_作業 1_:
記録のうち、「query」という文字列を含む行をすべて抜き出す。大文字と小文字は区別する。

トンネルじん肺救済法案
■トンネルじん肺救済法案
トンネルじん肺訴訟は、国賠請求事件で東京地裁をはじめ5地裁で勝訴判決を得ました。2007年6月に国との間でトンネルじん肺防止についての合意書を締結し、粉じん許容濃度の見直し、エアラインマスクの検討などの改善を合意して決着しました。
他方、50社を超えるゼネコンとの間では、裁判所の和解ルールを合意して、今年5月27日には、東京地裁にて、ゼネコンは、法的責任を認め、被害者に真摯な謝意を表明して和解をしました。現在、あと260名の原告が全国12地裁で和解手続きをしています。
1997年以降、2200名を超えるトンネルじん肺被害者に対しての和解が成立しています。しかし、和解が成立するまでには、訴訟開始から2年の期間がかかっています。一人ひとりのトンネル建設工事場所、機関を認定して、ゼネコン各社の負担割合を決めているからです。症状に応じて、原告の賠償金額は決まっているので、この作業はもっぱらゼネコン側の負担割合を決めるためです。
この2年の間に亡くなる原告もいます。裁判で職歴の確定するには弁護士が関与しなければなりません。原告は、貴重な時間がなくなり、裁判の負担も大きい。
そこで、トンネルじん肺救済法にて、ゼネコンからお金を拠出させて基金を創設して、簡易迅速に補償を行う。それだけでなく、全国各地のトンネル建設工事を転々とするトンネル建設労働者の就労、職歴、健康、安全衛生教育を、会社の枠を超えて、一元的管理を行って、じん肺を予防するという法律が検討されています。
http://www.myrmt.info/archives/675
トンネルじん肺、救済基金で調整 民自公、法
Date:2011-06-24Author:adminCategory:社会ニュースComment:0
民主、自民、公明3党は15日、トンネル工事で「じん肺」にかかった労働者らの救済に向け、ゼネコンなど企業の拠出により給付金支給のための基金を創設する方向で調整に入った。今国会中に議員立法を提出し、成立を目指す。ただ、企業側の反発に加え、民主党内にも慎重論があり、調整に時間がかかりそうだ。

_提供情報_:
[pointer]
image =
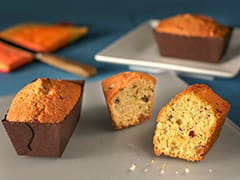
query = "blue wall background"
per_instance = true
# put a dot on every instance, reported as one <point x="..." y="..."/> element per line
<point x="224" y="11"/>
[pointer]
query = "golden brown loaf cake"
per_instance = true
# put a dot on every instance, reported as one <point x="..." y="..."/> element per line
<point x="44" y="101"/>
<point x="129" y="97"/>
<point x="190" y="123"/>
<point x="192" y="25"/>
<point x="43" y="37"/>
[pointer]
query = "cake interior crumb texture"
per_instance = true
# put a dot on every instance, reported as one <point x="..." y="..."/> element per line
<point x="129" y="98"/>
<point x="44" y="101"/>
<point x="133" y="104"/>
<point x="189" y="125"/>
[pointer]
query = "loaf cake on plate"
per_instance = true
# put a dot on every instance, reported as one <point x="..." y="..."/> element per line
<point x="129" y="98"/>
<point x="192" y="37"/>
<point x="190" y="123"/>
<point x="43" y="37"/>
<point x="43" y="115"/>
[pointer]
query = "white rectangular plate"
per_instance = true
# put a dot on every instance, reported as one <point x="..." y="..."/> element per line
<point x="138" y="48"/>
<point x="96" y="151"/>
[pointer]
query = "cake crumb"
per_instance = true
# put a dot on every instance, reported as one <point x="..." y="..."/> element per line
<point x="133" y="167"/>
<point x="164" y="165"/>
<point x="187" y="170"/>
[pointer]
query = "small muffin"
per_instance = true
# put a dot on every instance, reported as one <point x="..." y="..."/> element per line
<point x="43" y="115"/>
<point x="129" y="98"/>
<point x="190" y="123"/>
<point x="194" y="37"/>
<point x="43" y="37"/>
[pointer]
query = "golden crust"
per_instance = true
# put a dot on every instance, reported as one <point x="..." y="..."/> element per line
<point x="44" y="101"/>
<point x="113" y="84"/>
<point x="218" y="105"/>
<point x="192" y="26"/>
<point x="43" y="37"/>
==
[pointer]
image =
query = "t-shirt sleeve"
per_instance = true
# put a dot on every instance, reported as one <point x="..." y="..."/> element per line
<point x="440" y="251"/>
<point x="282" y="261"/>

_作業 2_:
本文で、トンネル建設労働者について会社の枠を超えて一元的に管理するとされている項目をすべて挙げる。

_想定解答 1_:
query = "blue wall background"
query = "golden brown loaf cake"
query = "cake interior crumb texture"
query = "loaf cake on plate"
query = "white rectangular plate"
query = "cake crumb"
query = "small muffin"
query = "golden crust"
query = "t-shirt sleeve"

_想定解答 2_:
就労、職歴、健康、安全衛生教育